> **WAT TE DOEN**:
Werk een stuk van de tekst over telomerase bij: geef het opnieuw, te beginnen bij "Een gap tussen" en eindigend bij "Verklaar die naam.", en zet daarin "vakliteratuur" op de plaats van "literatuur".

> **GEGEVEN TEKST**:
Voorbeelden van stabiele afwijkingen zijn trisomie, deletie van een chromosoomarm en gebalanceerde translocaties.
Op welke manieren kunnen dicentrische chromosomen ontstaan?
- 1 = Straling en daaraan verwante cytostatica;
- 2 = Telomeer-erosie.
Hoe werkt telomerase?
Het is een zogenoemd ‘reverse transcriptase’ : dwz het kan DNA maken met een RNA-molecuul als template-voorbeeld. In het enzym telomerase bevindt zich al een kant-en-klaar RNA-kopietje van een TTAGGG-sequentie ; het enzym kan zodoende zelf repeat-eenheden aanmaken en aan het uiteinde toevoegen.
Hoe komt het, dat een ‘gap’ tussen twee Okazaki-fragmenten wèl opgevuld kan worden, maar de gap aan het uiteinde niet?
Een gap tussen twee Okazaki-fragmenten kun je simpelweg opvullen door het 3’ uiteinde van het ernaast liggende fragment te verlengen, mbv de standaard DNA polymerase. Daar, waar het allerlaatste Okazaki-fragment een 5’uiteinde heeft, gaat dit niet.
In de literatuur wordt het enzym telomerase een ‘ribonucleoproteine’ genoemd. Verklaar die naam.
Het enzym telomerase bevat een stukje RNA dwz een ribonucleotide. Net zoals je een suikerbevattend eiwit een glycoproteine noemt, en een vetbevattend eiwit een lipoproteine, zo noem je telomerase een ribonucleoproteine.
Er zijn twee verschillende genen nodig voor het maken van een actief telomerase-enzym. Waarvoor coderen deze twee genen?
Het ene gen codeert voor de eiwit-component. Dat gen heet TERT (TElomerase Reverse Transcriptase) en ligt bij de mens op chromosoom 5p. Het andere gen codeert voor het RNA-template gedeelte. Het heet TR (Telomerase RNA-component) en ligt op chromosoom 3q.
Welke cellen hebben telomerase?
De cellen in de kiembaan (spermatogenese en oogenese). Ook de stamcellen van weefsels in het lichaam.
Wat is de functie van de herhaalde TTAGGG sequentie?

> **AANGELEVERDE GEGEVENS**:
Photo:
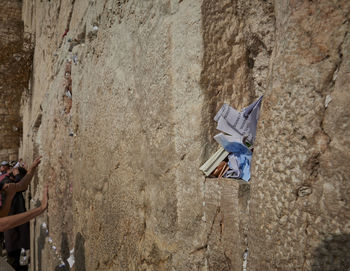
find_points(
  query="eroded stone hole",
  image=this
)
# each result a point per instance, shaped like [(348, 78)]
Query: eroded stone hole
[(236, 142)]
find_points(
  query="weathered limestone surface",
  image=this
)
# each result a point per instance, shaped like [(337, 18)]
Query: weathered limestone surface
[(125, 157), (122, 156), (15, 60), (299, 207)]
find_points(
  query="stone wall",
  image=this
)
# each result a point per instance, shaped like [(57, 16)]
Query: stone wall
[(14, 74), (299, 205), (121, 150)]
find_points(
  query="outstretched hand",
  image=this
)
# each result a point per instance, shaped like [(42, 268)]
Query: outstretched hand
[(36, 162)]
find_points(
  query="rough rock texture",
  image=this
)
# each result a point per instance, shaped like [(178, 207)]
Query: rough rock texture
[(124, 153), (121, 103), (299, 198), (15, 61)]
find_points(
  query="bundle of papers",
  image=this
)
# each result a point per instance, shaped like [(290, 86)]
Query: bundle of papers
[(240, 132)]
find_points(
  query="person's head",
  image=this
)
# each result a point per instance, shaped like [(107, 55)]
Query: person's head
[(4, 166)]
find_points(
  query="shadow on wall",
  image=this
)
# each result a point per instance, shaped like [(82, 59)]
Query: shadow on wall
[(333, 254), (79, 252), (41, 246)]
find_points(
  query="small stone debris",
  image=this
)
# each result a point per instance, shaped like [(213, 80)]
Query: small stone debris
[(68, 94), (304, 191), (75, 59), (327, 101)]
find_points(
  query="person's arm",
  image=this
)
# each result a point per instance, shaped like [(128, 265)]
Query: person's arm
[(10, 193), (23, 184), (13, 221)]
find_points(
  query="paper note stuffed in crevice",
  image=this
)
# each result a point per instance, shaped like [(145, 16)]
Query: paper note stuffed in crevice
[(238, 140)]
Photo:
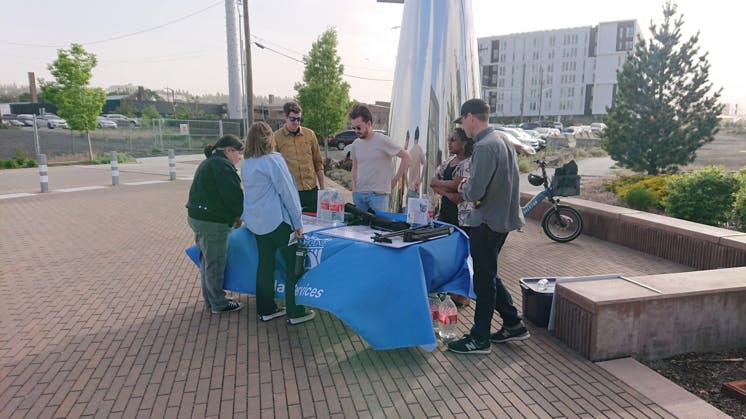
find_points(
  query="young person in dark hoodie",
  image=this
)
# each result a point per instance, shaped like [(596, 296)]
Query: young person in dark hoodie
[(215, 206)]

> **UITKOMST**:
Een gap tussen twee Okazaki-fragmenten kun je simpelweg opvullen door het 3’ uiteinde van het ernaast liggende fragment te verlengen, mbv de standaard DNA polymerase. Daar, waar het allerlaatste Okazaki-fragment een 5’uiteinde heeft, gaat dit niet.
In de vakliteratuur wordt het enzym telomerase een ‘ribonucleoproteine’ genoemd. Verklaar die naam.